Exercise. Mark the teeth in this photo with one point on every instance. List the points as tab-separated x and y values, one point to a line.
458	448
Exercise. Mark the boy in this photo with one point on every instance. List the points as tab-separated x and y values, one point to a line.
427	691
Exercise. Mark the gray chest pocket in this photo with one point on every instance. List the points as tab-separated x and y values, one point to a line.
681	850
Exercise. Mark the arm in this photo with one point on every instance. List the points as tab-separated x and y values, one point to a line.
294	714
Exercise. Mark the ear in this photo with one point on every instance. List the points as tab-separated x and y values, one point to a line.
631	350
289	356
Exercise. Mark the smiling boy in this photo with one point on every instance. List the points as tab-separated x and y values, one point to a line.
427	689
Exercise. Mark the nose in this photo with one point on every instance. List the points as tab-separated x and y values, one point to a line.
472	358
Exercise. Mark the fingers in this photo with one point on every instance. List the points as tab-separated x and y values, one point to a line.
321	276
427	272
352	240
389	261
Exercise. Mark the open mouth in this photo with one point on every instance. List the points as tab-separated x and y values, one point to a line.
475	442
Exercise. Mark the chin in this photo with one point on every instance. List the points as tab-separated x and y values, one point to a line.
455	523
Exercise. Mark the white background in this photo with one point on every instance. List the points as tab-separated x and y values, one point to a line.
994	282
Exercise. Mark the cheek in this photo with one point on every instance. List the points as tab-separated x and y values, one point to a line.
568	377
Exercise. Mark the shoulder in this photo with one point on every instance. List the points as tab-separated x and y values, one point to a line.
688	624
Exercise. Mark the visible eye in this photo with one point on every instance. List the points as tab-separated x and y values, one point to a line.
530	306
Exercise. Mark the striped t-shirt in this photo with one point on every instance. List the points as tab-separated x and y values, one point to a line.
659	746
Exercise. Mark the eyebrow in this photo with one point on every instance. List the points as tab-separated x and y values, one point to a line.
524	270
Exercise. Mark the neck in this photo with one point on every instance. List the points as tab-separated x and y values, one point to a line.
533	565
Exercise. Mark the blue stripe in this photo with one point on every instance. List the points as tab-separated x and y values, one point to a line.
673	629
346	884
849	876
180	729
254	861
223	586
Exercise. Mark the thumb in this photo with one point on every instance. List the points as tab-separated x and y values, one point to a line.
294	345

-------

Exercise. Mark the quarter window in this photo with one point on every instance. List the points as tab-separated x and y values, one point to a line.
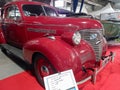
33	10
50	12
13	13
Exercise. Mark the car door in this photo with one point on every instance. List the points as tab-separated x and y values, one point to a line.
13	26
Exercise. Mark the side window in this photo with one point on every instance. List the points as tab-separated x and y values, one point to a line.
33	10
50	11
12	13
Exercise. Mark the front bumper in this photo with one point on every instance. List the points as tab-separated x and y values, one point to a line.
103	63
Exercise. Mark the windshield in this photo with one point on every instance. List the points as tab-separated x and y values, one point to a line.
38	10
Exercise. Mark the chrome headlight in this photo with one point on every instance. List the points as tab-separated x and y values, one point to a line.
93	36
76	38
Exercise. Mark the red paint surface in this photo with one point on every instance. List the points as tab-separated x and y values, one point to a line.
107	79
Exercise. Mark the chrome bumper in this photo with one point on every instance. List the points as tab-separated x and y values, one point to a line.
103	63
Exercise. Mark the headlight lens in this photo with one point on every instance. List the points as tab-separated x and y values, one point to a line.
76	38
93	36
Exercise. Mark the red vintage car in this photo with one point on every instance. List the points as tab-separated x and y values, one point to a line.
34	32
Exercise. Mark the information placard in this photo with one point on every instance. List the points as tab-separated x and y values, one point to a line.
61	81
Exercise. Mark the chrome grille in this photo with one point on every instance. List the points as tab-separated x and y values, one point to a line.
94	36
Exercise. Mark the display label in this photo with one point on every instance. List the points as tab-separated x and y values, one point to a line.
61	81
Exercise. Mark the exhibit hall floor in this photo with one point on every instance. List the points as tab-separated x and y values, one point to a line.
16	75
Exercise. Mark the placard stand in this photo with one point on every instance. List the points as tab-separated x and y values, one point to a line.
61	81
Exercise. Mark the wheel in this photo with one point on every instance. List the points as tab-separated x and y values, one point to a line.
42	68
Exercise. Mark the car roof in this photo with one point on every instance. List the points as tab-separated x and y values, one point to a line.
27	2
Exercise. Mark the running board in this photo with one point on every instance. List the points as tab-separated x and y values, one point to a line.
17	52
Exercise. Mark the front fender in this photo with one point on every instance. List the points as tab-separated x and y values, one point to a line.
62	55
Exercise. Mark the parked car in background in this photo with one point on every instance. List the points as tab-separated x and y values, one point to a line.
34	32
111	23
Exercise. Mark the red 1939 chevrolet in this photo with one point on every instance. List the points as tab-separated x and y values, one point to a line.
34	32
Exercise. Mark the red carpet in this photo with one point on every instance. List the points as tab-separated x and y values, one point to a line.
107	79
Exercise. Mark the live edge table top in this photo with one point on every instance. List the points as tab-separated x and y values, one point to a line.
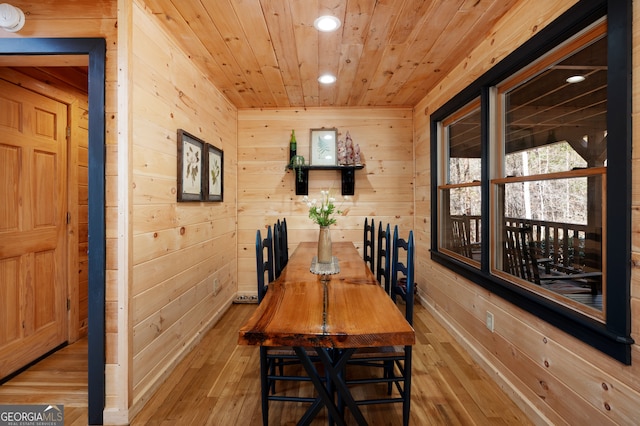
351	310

-------

▶ [YOUR GOAL]
Pull out every line of the rows above that contains the word "headlight". Case counts.

▶ [SOLUTION FOR THIS PROBLEM]
Exercise. Mark the chrome headlight in this photo with one point on every instance. List the points as tab-separated x and y values, one point to a line.
Exercise. Mark the headlight lens in this photo with one point on every instance. List the points as tab-separated x and y values, one point to a line.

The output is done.